- [WHAT IS EXPECTED]:
Reprint the listing. Every line must match the original exactly.

** Opening GIVEN DATA block **

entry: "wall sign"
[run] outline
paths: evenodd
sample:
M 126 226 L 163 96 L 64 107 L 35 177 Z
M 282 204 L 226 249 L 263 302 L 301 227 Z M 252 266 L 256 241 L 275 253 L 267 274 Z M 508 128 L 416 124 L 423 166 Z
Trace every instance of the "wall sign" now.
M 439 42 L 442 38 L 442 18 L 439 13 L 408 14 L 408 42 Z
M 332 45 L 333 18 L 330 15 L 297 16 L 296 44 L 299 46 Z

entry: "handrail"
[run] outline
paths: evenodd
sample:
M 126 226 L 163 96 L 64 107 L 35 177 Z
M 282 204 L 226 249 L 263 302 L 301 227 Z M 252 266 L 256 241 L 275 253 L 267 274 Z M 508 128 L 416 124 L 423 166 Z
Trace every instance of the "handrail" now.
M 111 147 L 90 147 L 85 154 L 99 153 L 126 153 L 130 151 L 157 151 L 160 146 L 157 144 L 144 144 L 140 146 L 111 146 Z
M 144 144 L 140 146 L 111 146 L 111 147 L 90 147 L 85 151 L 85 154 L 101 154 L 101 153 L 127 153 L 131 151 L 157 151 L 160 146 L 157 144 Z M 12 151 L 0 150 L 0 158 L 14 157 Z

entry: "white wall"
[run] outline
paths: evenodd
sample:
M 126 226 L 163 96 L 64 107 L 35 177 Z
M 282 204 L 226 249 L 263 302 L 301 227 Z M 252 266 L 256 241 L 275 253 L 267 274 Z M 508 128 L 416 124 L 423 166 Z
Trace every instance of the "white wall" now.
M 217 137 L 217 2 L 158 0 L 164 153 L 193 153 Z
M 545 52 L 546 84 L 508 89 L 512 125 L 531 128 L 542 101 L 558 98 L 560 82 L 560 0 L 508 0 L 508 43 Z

** Closing GIVEN DATA block **

- [RESULT]:
entry: "wall sign"
[run] outline
paths: evenodd
sample:
M 126 226 L 163 96 L 64 107 L 35 177 Z
M 282 204 L 226 249 L 263 302 L 301 227 Z M 252 266 L 256 241 L 275 253 L 267 274 Z M 508 128 L 416 124 L 423 166 Z
Trace every instance of the "wall sign" now.
M 439 42 L 442 38 L 442 18 L 439 13 L 408 14 L 408 42 Z
M 332 45 L 333 18 L 330 15 L 297 16 L 296 44 L 299 46 Z

entry: "handrail"
[run] outline
paths: evenodd
sample:
M 126 226 L 163 96 L 64 107 L 35 177 Z
M 282 204 L 226 249 L 263 302 L 301 227 Z M 252 266 L 256 241 L 275 253 L 267 274 Z M 508 128 L 416 124 L 423 166 Z
Trace every instance of the "handrail" now.
M 111 147 L 90 147 L 85 154 L 99 153 L 126 153 L 130 151 L 157 151 L 160 146 L 157 144 L 144 144 L 140 146 L 111 146 Z
M 144 144 L 140 146 L 111 146 L 111 147 L 90 147 L 85 151 L 85 154 L 101 154 L 101 153 L 127 153 L 131 151 L 157 151 L 160 146 L 157 144 Z M 12 151 L 0 150 L 0 158 L 14 157 Z

entry: "white wall"
[run] outline
paths: evenodd
sample:
M 126 226 L 163 96 L 64 107 L 35 177 Z
M 282 204 L 226 249 L 263 302 L 301 227 Z M 252 266 L 256 241 L 275 253 L 267 274 Z M 508 128 L 416 124 L 423 166 Z
Trace every instance of the "white wall" now.
M 217 137 L 217 2 L 158 0 L 164 153 L 193 153 Z
M 545 52 L 546 84 L 508 89 L 512 125 L 531 128 L 542 101 L 558 98 L 560 82 L 560 0 L 508 0 L 508 43 Z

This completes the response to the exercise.